Output all entries verbatim, dropping pictures.

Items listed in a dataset
+--

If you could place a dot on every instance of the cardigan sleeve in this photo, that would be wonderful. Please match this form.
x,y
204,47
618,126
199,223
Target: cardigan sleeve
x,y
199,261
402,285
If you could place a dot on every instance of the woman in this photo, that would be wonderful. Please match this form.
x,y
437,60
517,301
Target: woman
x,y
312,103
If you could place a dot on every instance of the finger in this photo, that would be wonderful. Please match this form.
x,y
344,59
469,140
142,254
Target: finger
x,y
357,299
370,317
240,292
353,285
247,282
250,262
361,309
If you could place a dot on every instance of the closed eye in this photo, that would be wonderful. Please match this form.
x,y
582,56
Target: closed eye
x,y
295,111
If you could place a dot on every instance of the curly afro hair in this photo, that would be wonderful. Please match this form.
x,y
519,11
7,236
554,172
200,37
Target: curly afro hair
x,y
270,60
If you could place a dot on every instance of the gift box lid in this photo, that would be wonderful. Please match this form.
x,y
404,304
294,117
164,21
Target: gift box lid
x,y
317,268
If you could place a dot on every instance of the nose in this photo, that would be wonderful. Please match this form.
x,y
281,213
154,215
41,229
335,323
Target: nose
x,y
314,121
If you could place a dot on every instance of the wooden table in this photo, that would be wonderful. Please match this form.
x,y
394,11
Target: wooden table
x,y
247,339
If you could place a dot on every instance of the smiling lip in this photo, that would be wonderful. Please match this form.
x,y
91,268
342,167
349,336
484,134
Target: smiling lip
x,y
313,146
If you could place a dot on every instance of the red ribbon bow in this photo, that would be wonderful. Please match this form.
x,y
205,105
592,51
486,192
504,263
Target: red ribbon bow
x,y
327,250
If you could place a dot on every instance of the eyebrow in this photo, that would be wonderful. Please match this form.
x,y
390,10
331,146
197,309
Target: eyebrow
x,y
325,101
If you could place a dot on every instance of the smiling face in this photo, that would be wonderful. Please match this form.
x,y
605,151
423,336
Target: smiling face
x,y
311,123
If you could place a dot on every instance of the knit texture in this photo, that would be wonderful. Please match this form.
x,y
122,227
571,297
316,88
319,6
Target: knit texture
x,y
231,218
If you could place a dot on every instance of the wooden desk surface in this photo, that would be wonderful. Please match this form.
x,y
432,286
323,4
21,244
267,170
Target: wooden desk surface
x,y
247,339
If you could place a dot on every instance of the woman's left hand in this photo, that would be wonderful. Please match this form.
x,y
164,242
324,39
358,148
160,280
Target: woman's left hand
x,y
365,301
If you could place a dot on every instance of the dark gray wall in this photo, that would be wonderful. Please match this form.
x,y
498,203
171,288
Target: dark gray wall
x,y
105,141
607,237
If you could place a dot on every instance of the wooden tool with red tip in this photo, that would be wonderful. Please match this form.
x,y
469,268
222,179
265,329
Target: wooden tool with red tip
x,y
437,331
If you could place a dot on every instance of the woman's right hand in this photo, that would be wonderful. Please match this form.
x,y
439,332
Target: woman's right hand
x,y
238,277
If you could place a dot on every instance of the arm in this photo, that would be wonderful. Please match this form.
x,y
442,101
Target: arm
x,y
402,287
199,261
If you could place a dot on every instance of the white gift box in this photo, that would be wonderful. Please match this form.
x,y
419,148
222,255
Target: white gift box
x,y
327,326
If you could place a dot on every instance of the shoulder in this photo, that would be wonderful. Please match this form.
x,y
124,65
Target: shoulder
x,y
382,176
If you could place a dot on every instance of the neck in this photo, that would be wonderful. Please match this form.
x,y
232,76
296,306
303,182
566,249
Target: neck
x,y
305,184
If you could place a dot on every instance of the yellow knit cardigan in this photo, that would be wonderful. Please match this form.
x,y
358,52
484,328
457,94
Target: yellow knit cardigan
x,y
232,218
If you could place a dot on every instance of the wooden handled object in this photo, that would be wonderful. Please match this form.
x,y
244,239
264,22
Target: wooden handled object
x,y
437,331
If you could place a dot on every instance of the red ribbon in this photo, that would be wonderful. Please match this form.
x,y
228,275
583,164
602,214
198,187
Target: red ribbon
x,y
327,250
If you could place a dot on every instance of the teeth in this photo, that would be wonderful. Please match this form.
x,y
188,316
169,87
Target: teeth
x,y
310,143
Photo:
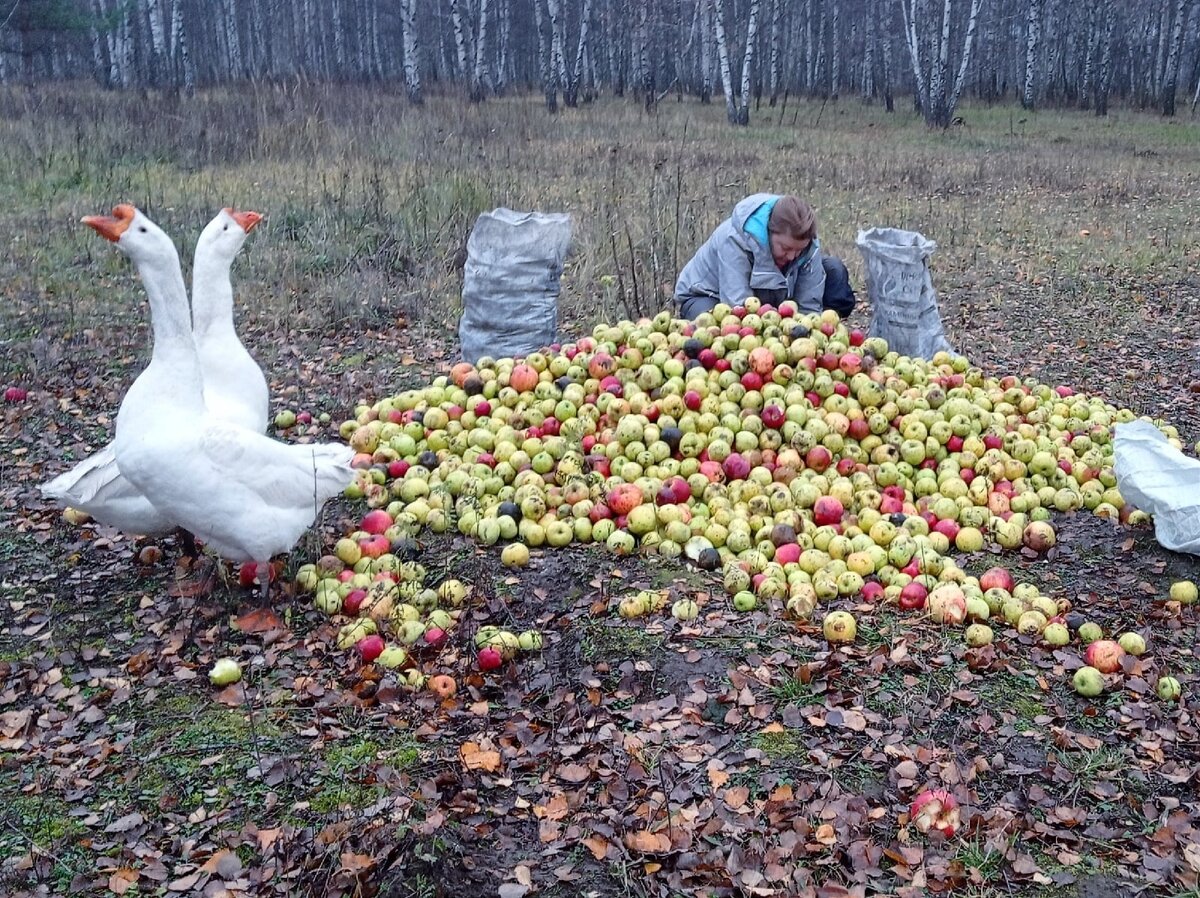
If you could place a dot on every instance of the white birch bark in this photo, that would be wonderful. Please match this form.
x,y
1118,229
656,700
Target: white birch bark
x,y
479,79
867,84
1032,37
707,57
557,46
748,61
503,58
460,37
1104,73
335,11
835,48
909,9
810,52
1171,75
967,45
412,60
777,49
1091,46
545,60
159,64
937,85
180,47
577,75
723,53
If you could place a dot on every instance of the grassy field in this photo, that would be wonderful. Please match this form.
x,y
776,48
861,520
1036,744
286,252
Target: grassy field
x,y
1068,251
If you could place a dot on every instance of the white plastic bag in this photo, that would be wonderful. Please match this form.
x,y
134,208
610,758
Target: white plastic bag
x,y
1157,478
904,303
511,281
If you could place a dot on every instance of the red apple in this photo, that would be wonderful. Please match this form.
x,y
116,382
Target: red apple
x,y
773,415
858,429
827,510
736,467
1105,656
935,809
490,658
751,381
996,578
370,647
912,597
353,602
377,520
787,554
819,459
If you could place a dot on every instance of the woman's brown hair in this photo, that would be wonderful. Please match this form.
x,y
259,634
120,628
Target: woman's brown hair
x,y
795,217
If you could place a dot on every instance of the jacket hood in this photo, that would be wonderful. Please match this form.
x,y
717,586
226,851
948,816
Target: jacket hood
x,y
744,209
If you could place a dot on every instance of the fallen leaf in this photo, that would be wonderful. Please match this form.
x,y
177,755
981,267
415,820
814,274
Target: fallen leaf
x,y
259,620
123,880
574,773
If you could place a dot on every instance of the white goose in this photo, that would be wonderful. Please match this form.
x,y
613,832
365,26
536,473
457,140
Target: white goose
x,y
238,390
247,496
234,387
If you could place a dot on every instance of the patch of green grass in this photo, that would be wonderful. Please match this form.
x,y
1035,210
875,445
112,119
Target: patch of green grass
x,y
786,744
604,640
1014,695
875,630
347,782
988,861
791,692
856,774
1089,766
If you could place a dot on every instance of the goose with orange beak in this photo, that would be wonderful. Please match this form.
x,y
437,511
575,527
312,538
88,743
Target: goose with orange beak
x,y
247,496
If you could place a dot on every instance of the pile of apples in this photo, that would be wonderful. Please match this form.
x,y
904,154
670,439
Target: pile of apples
x,y
390,615
804,460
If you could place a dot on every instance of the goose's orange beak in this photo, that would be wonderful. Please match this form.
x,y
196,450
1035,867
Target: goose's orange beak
x,y
111,227
247,220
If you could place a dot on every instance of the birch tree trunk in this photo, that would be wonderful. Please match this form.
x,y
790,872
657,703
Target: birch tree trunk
x,y
1171,76
557,47
1032,37
867,84
748,61
335,11
646,64
937,82
888,101
961,78
939,100
503,58
921,83
571,95
707,37
834,48
1091,49
777,45
159,60
460,37
723,53
409,46
545,60
479,70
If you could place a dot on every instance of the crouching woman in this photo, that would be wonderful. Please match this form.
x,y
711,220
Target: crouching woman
x,y
768,249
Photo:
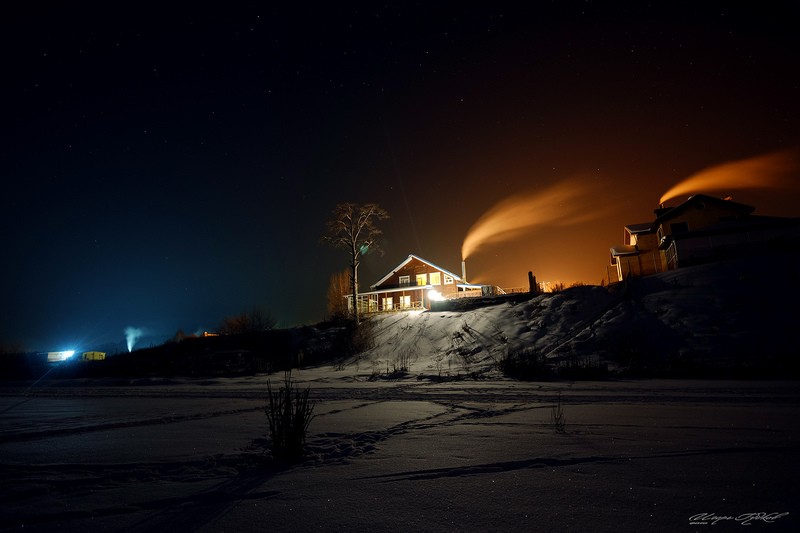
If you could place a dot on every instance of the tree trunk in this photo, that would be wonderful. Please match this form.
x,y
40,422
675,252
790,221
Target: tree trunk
x,y
354,281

+--

:: SOLUTION FOR THIS EXERCISE ::
If you could place a dot on every instance of the cardigan sleeve in this photo, that would be wonderful. Please match this form.
x,y
204,47
618,126
199,223
Target: cardigan sleeve
x,y
199,261
402,285
If you could place a dot on every instance of the woman in this photo, that would be wonderful. Please match this form.
x,y
437,60
517,301
Target: woman
x,y
312,103
If you could place a dot on every instance of the finger in this photo, that would be wonderful. Please match this form.
x,y
344,59
469,140
142,254
Target: finger
x,y
357,299
370,317
240,292
353,285
247,282
250,262
361,309
If you could place a dot on every instance of the closed eye in this photo, that would be wonderful. Please match this form.
x,y
582,56
Target: closed eye
x,y
295,111
If you could place a dot on every instance of the curly afro hair in this photo, that would be wonderful. Please match this form.
x,y
519,11
7,236
554,172
200,37
Target: curly afro hair
x,y
270,60
If you could place a dot on every instance of the gift box lid in this photo, that would be wonderful. Please match this form.
x,y
404,304
294,117
164,21
Target: gift box lid
x,y
317,268
If you could place a dot on every instance of the nose in this photo, that would be wonderful. Please match this form.
x,y
281,213
154,215
41,229
335,323
Target: nose
x,y
314,121
If you could place a dot on every instance of the wooden table in this photo, that would be wonderful. Please match this form.
x,y
394,11
Target: wooden table
x,y
247,339
If you could place a dot on every instance of the smiling lip in this photo, that would be wonderful. Please match this form.
x,y
91,268
342,167
349,336
484,134
Target: smiling lip
x,y
313,146
If you could place a dot on every instance of the red ribbon bow in this photo, that would be wonderful. Please match this form.
x,y
205,105
592,51
486,192
504,263
Target: red ribbon bow
x,y
327,250
If you could place a dot on every instance of the eyebrow in this photo, that would be wonderful. Please match this form.
x,y
390,10
331,146
197,309
Target: eyebrow
x,y
325,101
If you could place a dot on every instance of the smiling face in this photo, that would be wonderful. Please match this form.
x,y
605,151
423,336
Target: smiling face
x,y
311,123
If you could place a dot on every instance of the knit texture in this photo, that would be wonderful. Please match this form.
x,y
122,227
571,297
316,88
319,6
Target: knit texture
x,y
231,218
If you could place a dot on every instance of the wooden desk surface in this photo, that would be wonderful. Please match this form.
x,y
432,286
323,4
21,244
267,170
Target: wooden desk surface
x,y
247,339
If you could place a dot on every instance of the woman's left hand in this photo, that would be wonderful. Please match this form.
x,y
164,242
324,39
358,148
160,280
Target: woman's left hand
x,y
365,301
If you could place a dot on every instance of the dark gray wall in this photo, that would be wonderful. Please match this form.
x,y
498,203
171,288
Target: dark gray wall
x,y
105,141
607,237
If you could place a dot on every instance of the wooden tool with red tip in this photo, that would be wonderful. Please match this form.
x,y
469,268
222,179
265,329
Target: wooden tool with red tip
x,y
437,331
If you could place a dot on every instance of the woman's right hand in this photo, that would be wonderful. Please match this form.
x,y
439,332
Target: woman's right hand
x,y
238,277
If you could place a dot on every instance of the arm in this photo, that would be wonderful. Please match this form.
x,y
442,101
Target: arm
x,y
402,287
199,261
If you could place a dot on every instance of the white gift box in this photo, that would be wonderful. Please match this form.
x,y
419,148
222,255
Target: white gift box
x,y
327,326
If you could place a dot on every instance of the shoulder in this photo, that would be wonderful. Please match this form.
x,y
124,65
Target: shoulder
x,y
382,176
If you could place a dot on every instance of the neck in this photo, that would be wonderful. Please match this form.
x,y
232,76
296,306
303,182
566,249
Target: neck
x,y
305,184
If you could place a dot on every instance of the yellow knit cardigan in this photo, that would be wonderful. Please match this form.
x,y
358,52
484,328
457,94
Target: yellow knit cardigan
x,y
232,218
If you could place a dot on every instance of the wooden handled object in this photo, that would be wonderful. Please match this form.
x,y
244,239
264,22
Target: wooden handled object
x,y
437,331
If you could place a dot on every instance of the red ribbon in this photo, that would be wonderful. Please match this form.
x,y
228,275
583,164
602,214
198,187
Target: red ribbon
x,y
327,250
If you could place a dot on every instance of the teeth in this photo, that would be wonderful. Please match this form.
x,y
188,316
169,87
Target: teeth
x,y
310,143
Photo:
If you could place a dot on every instance of the white birch bark in this photo, that would be wonderful. Please match this form.
x,y
1118,229
656,700
Target: white birch bark
x,y
479,79
867,84
1032,37
707,57
557,46
748,61
503,58
460,37
1104,73
335,11
835,48
909,9
810,52
1171,75
967,45
412,60
777,49
1091,46
545,60
159,64
937,85
180,47
577,75
723,53
If you could place a dot on every instance of the grassy field in this photo, that would be wonderful. Please match this form.
x,y
776,48
861,520
1036,744
286,252
Target: grassy field
x,y
1068,251
If you could place a dot on every instance of the white plastic bag in this photo, that would be wonderful. Please match this form.
x,y
134,208
610,758
Target: white plastic bag
x,y
1157,478
904,303
511,281
If you could place a dot on every instance of the red apple in this photo, that would be wonderful. Please match this form.
x,y
116,382
Target: red apple
x,y
773,415
858,429
827,510
736,467
1105,656
935,809
490,658
751,381
996,578
370,647
912,597
353,602
377,520
787,554
819,459
If you could place a dot on every instance of the woman's brown hair in this photo, that would be wonderful. Please match this form.
x,y
259,634
120,628
Target: woman's brown hair
x,y
795,217
If you could place a dot on every instance of the jacket hood in this photo, that would be wonderful. Please match this form.
x,y
717,586
226,851
948,816
Target: jacket hood
x,y
744,209
If you could place a dot on every instance of the fallen leaf in this photo, that would be wonderful. Please match this form.
x,y
177,755
981,267
415,820
814,274
Target: fallen leaf
x,y
259,620
123,880
574,773
If you could place a dot on every instance of the white goose in this photo, that would be wonderful. Please match this form.
x,y
613,832
365,26
536,473
457,140
Target: white goose
x,y
238,390
247,496
234,387
If you could place a dot on every instance of the patch of green grass in this photo, that would be wonderful. Please match this form.
x,y
1035,210
875,445
112,119
Target: patch of green grass
x,y
786,744
604,640
1014,695
875,630
347,782
988,861
791,692
856,774
1089,766
If you could place a dot on every instance of the goose with orange beak in this photo, that would be wonderful. Please match this form.
x,y
437,511
575,527
312,538
88,743
Target: goose with orange beak
x,y
247,496
If you could place a dot on every instance of the pile of apples in this photo, that would be wonderful. Please match this form.
x,y
904,154
670,439
Target: pile of apples
x,y
390,615
804,460
If you could place a dot on every instance of the goose's orange beak in this photo, that would be wonderful. Please match this form.
x,y
196,450
1035,867
Target: goose's orange beak
x,y
111,227
247,220
If you could place a dot on every instance of the birch tree trunk in this photo, that would be wonderful. Please match this form.
x,y
790,872
657,703
Target: birch tree trunk
x,y
1171,76
557,47
1032,37
867,84
748,61
335,11
646,64
937,82
888,101
961,78
939,100
503,58
921,83
571,95
707,37
834,48
1091,49
777,45
159,60
460,37
723,53
409,46
545,60
479,70
If you could place a dot on every instance of the crouching woman in this photo, that would be wonderful. Please match this form.
x,y
711,220
Target: crouching woman
x,y
768,249
Photo:
If you could place a dot on every instance of the tree trunk in this photo, that would be wonderful. Please match this form.
x,y
40,422
675,252
790,221
Target: tree trunk
x,y
354,281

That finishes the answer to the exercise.